▶ **DATI FORNITI**:
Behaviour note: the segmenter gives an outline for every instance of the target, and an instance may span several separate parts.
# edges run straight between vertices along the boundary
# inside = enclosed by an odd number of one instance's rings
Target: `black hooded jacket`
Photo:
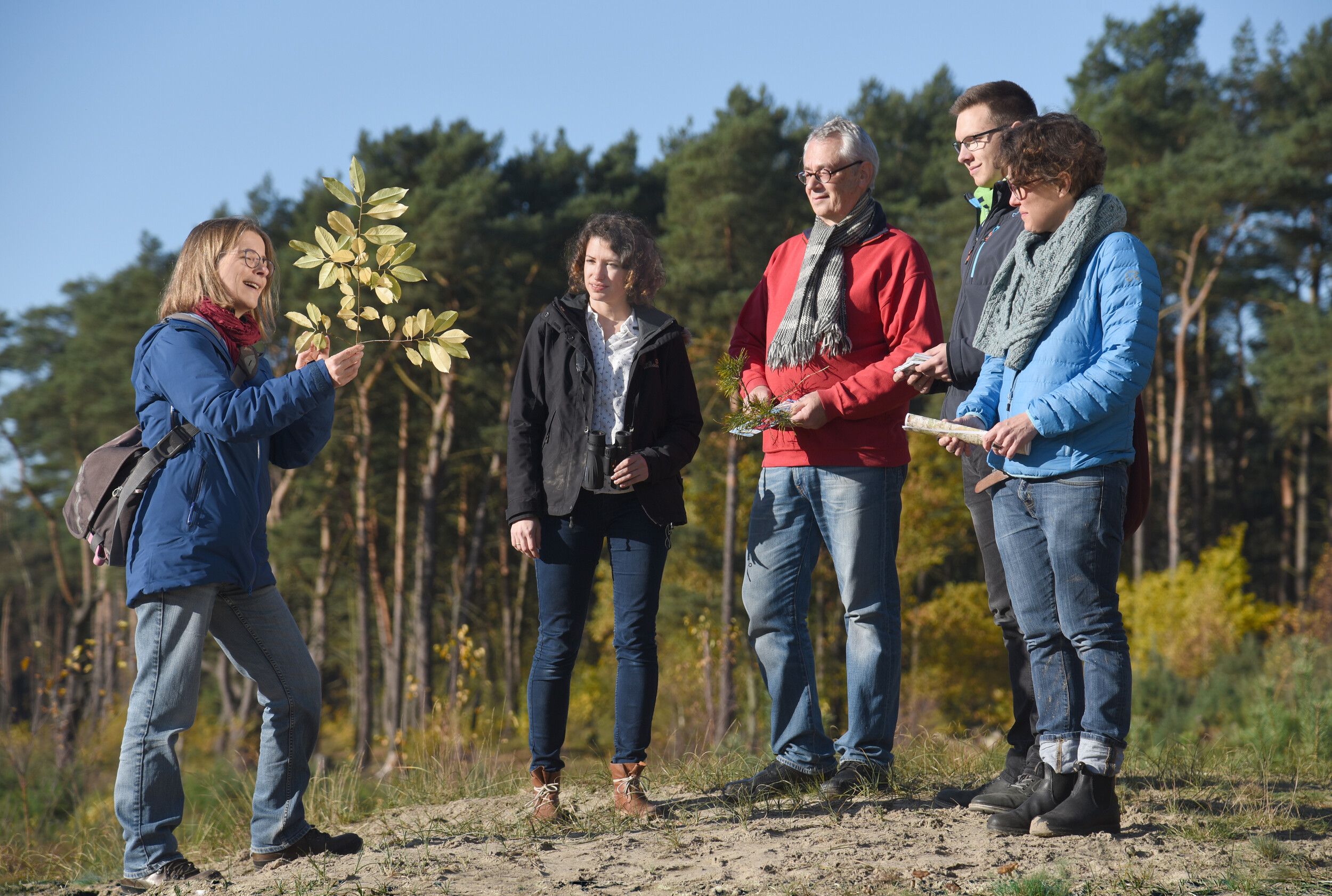
[[[976,336],[990,284],[1022,233],[1022,216],[1008,205],[1008,181],[995,184],[990,214],[982,221],[980,209],[976,209],[976,226],[962,254],[962,290],[948,332],[948,375],[952,383],[943,399],[943,419],[956,417],[958,406],[967,399],[986,362],[986,353],[971,347],[971,339]],[[967,201],[975,204],[970,196]]]
[[[647,462],[634,494],[658,526],[685,521],[681,470],[698,449],[703,415],[685,350],[687,333],[670,314],[634,306],[638,347],[629,374],[625,429]],[[509,410],[509,523],[573,511],[582,489],[587,431],[597,391],[587,297],[563,296],[547,305],[518,358]]]

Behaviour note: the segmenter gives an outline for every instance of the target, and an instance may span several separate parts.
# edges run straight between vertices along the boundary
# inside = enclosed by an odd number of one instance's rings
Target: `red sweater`
[[[765,431],[763,466],[907,463],[911,453],[902,421],[916,391],[906,381],[892,382],[892,369],[943,342],[930,261],[915,240],[894,228],[843,248],[851,350],[836,358],[815,355],[802,367],[769,370],[767,345],[791,302],[807,244],[805,234],[797,234],[777,248],[731,336],[731,354],[749,351],[746,390],[766,385],[779,398],[818,391],[829,415],[819,429]]]

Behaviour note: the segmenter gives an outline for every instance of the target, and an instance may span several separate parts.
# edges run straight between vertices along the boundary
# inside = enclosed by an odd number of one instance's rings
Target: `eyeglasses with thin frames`
[[[241,261],[244,261],[245,266],[249,268],[250,270],[258,270],[260,265],[262,265],[268,273],[273,273],[273,260],[258,254],[253,249],[230,249],[229,252],[238,252],[241,256]],[[228,253],[224,252],[217,257],[221,258],[225,254]]]
[[[799,170],[799,172],[795,172],[795,178],[798,181],[801,181],[802,184],[807,182],[810,177],[813,177],[814,180],[817,180],[819,184],[827,184],[830,180],[832,180],[832,176],[836,174],[838,172],[844,172],[847,168],[851,168],[852,165],[859,165],[862,161],[863,160],[856,160],[854,162],[847,162],[847,164],[842,165],[842,168],[832,168],[832,169],[821,168],[817,172]]]
[[[984,146],[987,142],[990,142],[990,134],[999,133],[1003,129],[1004,126],[999,125],[998,128],[991,128],[990,130],[982,130],[980,133],[974,133],[964,140],[954,140],[952,152],[959,153],[962,152],[963,146],[966,146],[967,152],[975,152],[982,146]]]

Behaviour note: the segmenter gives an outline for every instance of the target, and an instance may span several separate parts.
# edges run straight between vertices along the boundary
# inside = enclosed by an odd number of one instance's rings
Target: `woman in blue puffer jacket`
[[[1118,833],[1132,678],[1116,580],[1160,276],[1123,232],[1124,206],[1100,185],[1106,150],[1084,122],[1015,125],[999,166],[1026,232],[991,286],[972,339],[986,362],[958,415],[988,430],[990,465],[1007,474],[991,486],[995,535],[1031,654],[1044,779],[987,827]]]
[[[273,257],[254,221],[200,224],[163,296],[163,321],[135,349],[131,379],[144,443],[184,421],[198,434],[148,483],[127,551],[139,672],[115,800],[125,836],[121,889],[131,893],[218,877],[185,859],[173,833],[185,809],[176,739],[194,722],[209,634],[254,680],[264,710],[254,864],[361,847],[353,833],[329,836],[305,820],[320,676],[269,568],[265,518],[268,465],[314,459],[332,431],[333,390],[356,377],[362,347],[333,357],[306,350],[292,373],[273,375],[253,349],[273,326]]]

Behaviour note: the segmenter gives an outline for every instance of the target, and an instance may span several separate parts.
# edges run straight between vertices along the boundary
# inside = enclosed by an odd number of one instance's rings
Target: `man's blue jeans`
[[[899,467],[763,467],[750,513],[745,562],[749,636],[773,698],[773,754],[805,772],[842,762],[892,764],[902,682],[902,595],[898,590]],[[823,731],[810,583],[819,541],[846,608],[847,730]]]
[[[262,707],[250,849],[278,852],[310,829],[301,797],[320,732],[320,674],[276,586],[253,594],[198,584],[145,596],[135,607],[139,674],[129,694],[116,774],[125,876],[147,877],[180,859],[173,831],[185,811],[176,739],[194,723],[204,638],[212,634]]]
[[[647,759],[657,708],[657,606],[666,530],[647,517],[633,493],[583,491],[569,517],[541,521],[537,652],[527,678],[533,770],[565,767],[559,751],[569,724],[569,683],[607,541],[615,611],[615,752],[610,762]]]
[[[1128,467],[994,486],[995,535],[1036,691],[1040,758],[1115,775],[1132,710],[1128,635],[1119,614]]]

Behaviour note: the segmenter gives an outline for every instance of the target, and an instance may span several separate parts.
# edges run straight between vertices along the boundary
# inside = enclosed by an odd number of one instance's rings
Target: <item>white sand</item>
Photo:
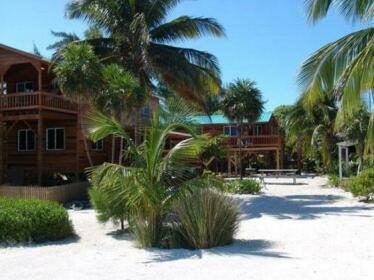
[[[0,279],[374,279],[374,205],[299,182],[238,197],[238,241],[212,250],[139,250],[92,210],[71,211],[79,240],[1,248]]]

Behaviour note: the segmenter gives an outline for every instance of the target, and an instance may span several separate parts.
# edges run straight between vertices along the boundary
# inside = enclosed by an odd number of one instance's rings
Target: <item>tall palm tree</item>
[[[350,21],[365,22],[367,28],[331,42],[303,64],[298,81],[311,101],[321,92],[335,94],[341,102],[343,115],[351,114],[361,105],[361,97],[374,98],[374,18],[373,0],[306,0],[309,20],[317,22],[336,7]],[[331,91],[325,82],[332,83]],[[368,129],[368,151],[374,151],[374,113]]]
[[[67,16],[103,30],[104,38],[87,40],[106,58],[135,75],[149,93],[155,80],[181,97],[203,104],[207,92],[220,88],[215,56],[175,43],[205,35],[224,36],[212,18],[180,16],[167,21],[181,0],[74,0]],[[108,55],[110,53],[110,55]]]
[[[54,66],[58,84],[65,96],[78,104],[78,125],[90,166],[93,165],[86,137],[84,137],[83,112],[101,86],[101,64],[87,44],[73,44],[64,48],[61,61]]]
[[[240,179],[243,179],[242,164],[242,136],[243,126],[246,122],[249,126],[256,122],[264,110],[262,92],[256,87],[254,81],[238,79],[229,84],[221,103],[224,114],[238,124],[239,131],[239,160]]]
[[[333,96],[325,95],[319,99],[317,106],[310,107],[304,100],[307,97],[302,96],[287,114],[287,142],[299,157],[301,154],[311,156],[318,152],[324,166],[331,169],[337,143],[334,130],[338,112],[336,101]]]
[[[172,203],[190,191],[194,180],[194,165],[207,141],[206,137],[194,136],[188,121],[179,116],[154,113],[152,122],[144,132],[144,142],[136,146],[123,126],[114,118],[100,113],[92,114],[90,136],[93,141],[109,135],[124,138],[133,158],[132,165],[104,164],[91,170],[95,186],[112,191],[113,202],[123,198],[130,211],[130,224],[142,247],[159,246],[164,215]],[[166,154],[165,144],[170,133],[183,129],[192,138],[184,140]],[[109,198],[111,199],[111,198]]]

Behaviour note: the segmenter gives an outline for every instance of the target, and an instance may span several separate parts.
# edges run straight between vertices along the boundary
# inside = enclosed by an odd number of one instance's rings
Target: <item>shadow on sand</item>
[[[215,247],[205,250],[188,250],[188,249],[148,249],[152,254],[146,263],[153,262],[171,262],[180,259],[202,259],[204,255],[218,255],[218,256],[257,256],[268,258],[288,258],[282,253],[269,251],[274,247],[274,243],[268,240],[235,240],[233,244]]]
[[[242,219],[260,218],[263,215],[277,219],[316,219],[321,215],[340,215],[370,210],[369,206],[338,206],[335,202],[344,199],[335,195],[289,195],[257,196],[239,198],[243,210]]]

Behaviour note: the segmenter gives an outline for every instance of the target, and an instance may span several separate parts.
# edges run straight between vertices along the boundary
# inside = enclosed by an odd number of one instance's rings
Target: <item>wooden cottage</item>
[[[225,135],[227,159],[221,171],[228,175],[239,172],[239,127],[224,115],[196,116],[194,121],[201,126],[203,134]],[[271,112],[263,113],[253,125],[243,125],[241,156],[246,168],[283,167],[284,141],[278,124]],[[257,165],[257,166],[254,166]],[[217,170],[218,171],[218,170]]]

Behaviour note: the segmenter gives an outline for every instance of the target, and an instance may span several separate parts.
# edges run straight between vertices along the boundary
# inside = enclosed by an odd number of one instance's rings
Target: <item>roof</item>
[[[27,59],[31,59],[31,60],[36,60],[36,61],[40,61],[44,64],[49,64],[50,62],[44,58],[41,58],[35,54],[32,54],[32,53],[29,53],[29,52],[25,52],[23,50],[19,50],[19,49],[16,49],[16,48],[12,48],[10,46],[6,46],[4,44],[1,44],[0,43],[0,49],[3,49],[3,50],[7,50],[9,52],[12,52],[12,53],[15,53],[19,56],[22,56],[24,58],[27,58]]]
[[[270,121],[271,116],[273,115],[272,112],[264,112],[256,121],[257,123],[267,123]],[[194,116],[193,122],[197,124],[232,124],[233,122],[226,118],[224,115],[201,115],[201,116]]]

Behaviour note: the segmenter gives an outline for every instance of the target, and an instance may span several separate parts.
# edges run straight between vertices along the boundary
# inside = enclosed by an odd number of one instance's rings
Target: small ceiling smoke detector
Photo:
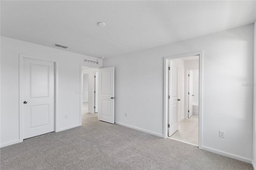
[[[56,47],[61,47],[63,48],[68,48],[68,47],[67,46],[65,46],[65,45],[60,45],[60,44],[57,44],[57,43],[55,44],[54,45],[56,46]]]
[[[104,22],[100,22],[98,23],[98,25],[100,27],[104,27],[106,26],[106,24]]]

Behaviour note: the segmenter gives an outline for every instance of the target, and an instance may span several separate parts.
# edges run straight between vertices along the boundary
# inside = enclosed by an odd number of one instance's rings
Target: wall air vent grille
[[[91,64],[99,64],[99,62],[98,61],[89,60],[87,59],[84,59],[84,63],[90,63]]]
[[[58,44],[57,43],[56,43],[54,44],[54,46],[56,46],[56,47],[61,47],[62,48],[68,48],[68,47],[67,46],[65,46],[65,45],[60,45],[60,44]]]

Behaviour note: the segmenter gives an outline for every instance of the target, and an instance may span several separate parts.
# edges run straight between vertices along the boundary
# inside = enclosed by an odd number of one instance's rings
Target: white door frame
[[[80,126],[82,126],[82,107],[83,106],[83,95],[82,94],[82,88],[83,88],[83,86],[82,86],[82,76],[83,76],[83,74],[82,73],[82,67],[89,67],[89,68],[93,68],[93,69],[99,69],[100,68],[100,67],[97,67],[96,65],[95,66],[92,66],[90,64],[80,64],[80,105],[79,105],[79,106],[80,107]],[[89,93],[88,93],[88,94],[89,94]]]
[[[23,59],[34,59],[35,60],[42,61],[47,61],[53,63],[54,67],[54,132],[56,132],[56,117],[58,103],[58,61],[52,60],[48,58],[38,57],[30,55],[25,55],[23,54],[19,54],[19,140],[20,142],[23,141]]]
[[[198,59],[199,61],[199,59]],[[188,71],[189,70],[193,70],[199,69],[199,68],[188,68],[185,69],[185,119],[188,119]],[[198,112],[199,113],[199,112]]]
[[[164,124],[163,137],[168,136],[168,60],[195,55],[198,55],[199,58],[199,136],[198,147],[202,148],[202,127],[203,127],[203,51],[199,51],[175,55],[166,57],[164,58]]]

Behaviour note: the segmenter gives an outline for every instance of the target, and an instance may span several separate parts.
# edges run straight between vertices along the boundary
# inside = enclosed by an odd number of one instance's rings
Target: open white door
[[[193,115],[193,70],[189,71],[188,77],[188,118]]]
[[[169,70],[168,136],[170,136],[179,127],[178,98],[179,69],[170,61]]]
[[[114,68],[99,69],[99,120],[114,123]]]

▶ **COMPITO**: Raccogli dai record ogni riga che contiene la stringa "white", distinguendo tra maiuscole e minuscole.

▶ **ESERCIZIO SVOLTO**:
Target: <item>white sand</item>
Target: white door frame
Target: open white door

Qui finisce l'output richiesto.